In the retirement newsletter, what chance does a couple retiring at age 65 have that at least one spouse will live until age 92?

### Excerpted passage
-=-=-=-=-

Stay Wealthy Retirement Newsletter

Apr 24 • 1 min read

Avoid the 'Average' Retirement Trap


When planning for retirement, most people immediately think about one critical question:

"How much income will I need each year?"

While that's important, it's not the full story.

In fact, successful retirement planning relies on three key factors:

  1. Annual income needs (how much you'll withdraw from your portfolio each year)
  2. Length of time (how long you'll live)
  3. Growth of income (keeping pace with rising costs)

Interestingly, many people heavily focus on the first factor and underestimate the other two, particularly life expectancy.

If you've ever asked someone how long they expect to live, you've probably heard answers around "mid-80s."

This makes sense since the average life expectancy at age 65 is about 83 for men and 85 for women.

But relying on these averages could seriously misguide your retirement planning.

Here's why:

1. You Are Not Average

Averages include everyone—but you're not everyone!

Chances are, you've earned an above-average income, had a less physically taxing career, prioritized your health, received excellent medical care, and achieved higher education levels.

All these factors strongly suggest you'll live longer than the typical person.

Planning based on averages doesn't reflect your personal circumstances and could leave your retirement plans falling short.

2. Joint Life Expectancy: Planning for Two

For couples, financial planning must account for the lifespan of both individuals.

Surprisingly, a couple retiring at age 65 has a 50% chance that at least one spouse will live until age 92.

That's significantly longer than the individual averages, and means your retirement plan needs to sustain income longer than you might think.

Moreover, considering you're likely healthier and more financially secure than the "average couple," planning beyond age 92 is prudent.

3. Advancements in Medical Technology

The pace of medical innovation is extraordinary.

Diseases that once shortened lifespans are increasingly manageable or curable.

Artificial intelligence boosts diagnostic precision, remote patient monitoring (via connected technology) enhances care, and innovations like artificial organs are reducing transplant needs.

Simply put, today's medical breakthroughs will likely extend lifespans far beyond current expectations.

Bottom Line

Taken together, these factors suggest you could realistically live 30 years or more beyond age 65.

And that's exactly what your retirement plan should account for.

But why emphasize this now?

Because recent volatility and global stressors can easily distract us from the long-term plan we've built.

Understanding that your retirement strategy is intentionally designed for a 30+ year journey provides perspective, patience, and confidence—even during challenging periods.

Remember, your retirement is not about averages.

It's about you, your life, and planning wisely to ensure your money lasts as long as you need it to.

-=-=-=-=-

### Dataset section

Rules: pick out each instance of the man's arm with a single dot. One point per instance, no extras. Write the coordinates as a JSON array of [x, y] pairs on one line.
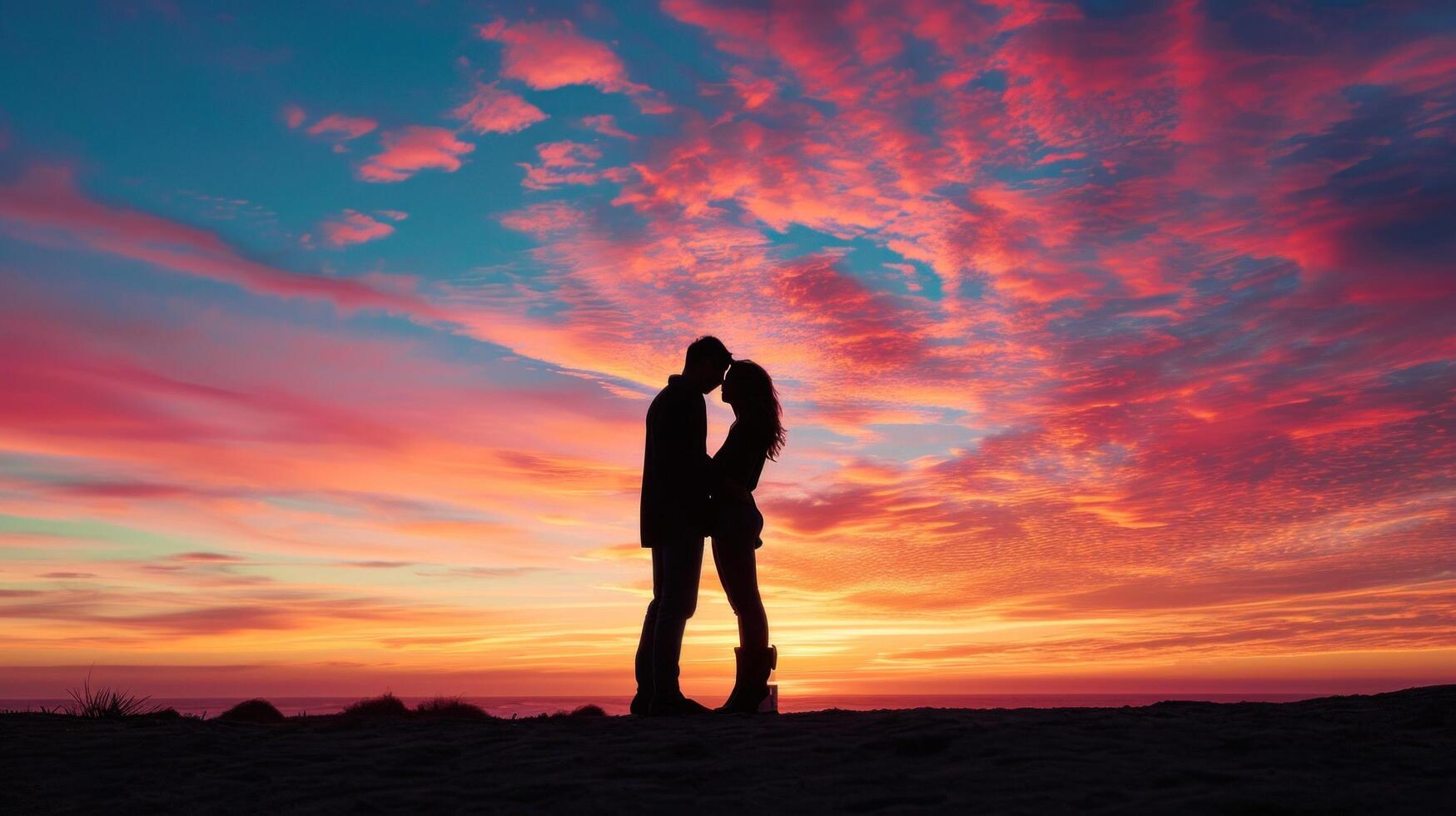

-=-=-=-=-

### Solved problem
A 50% chance.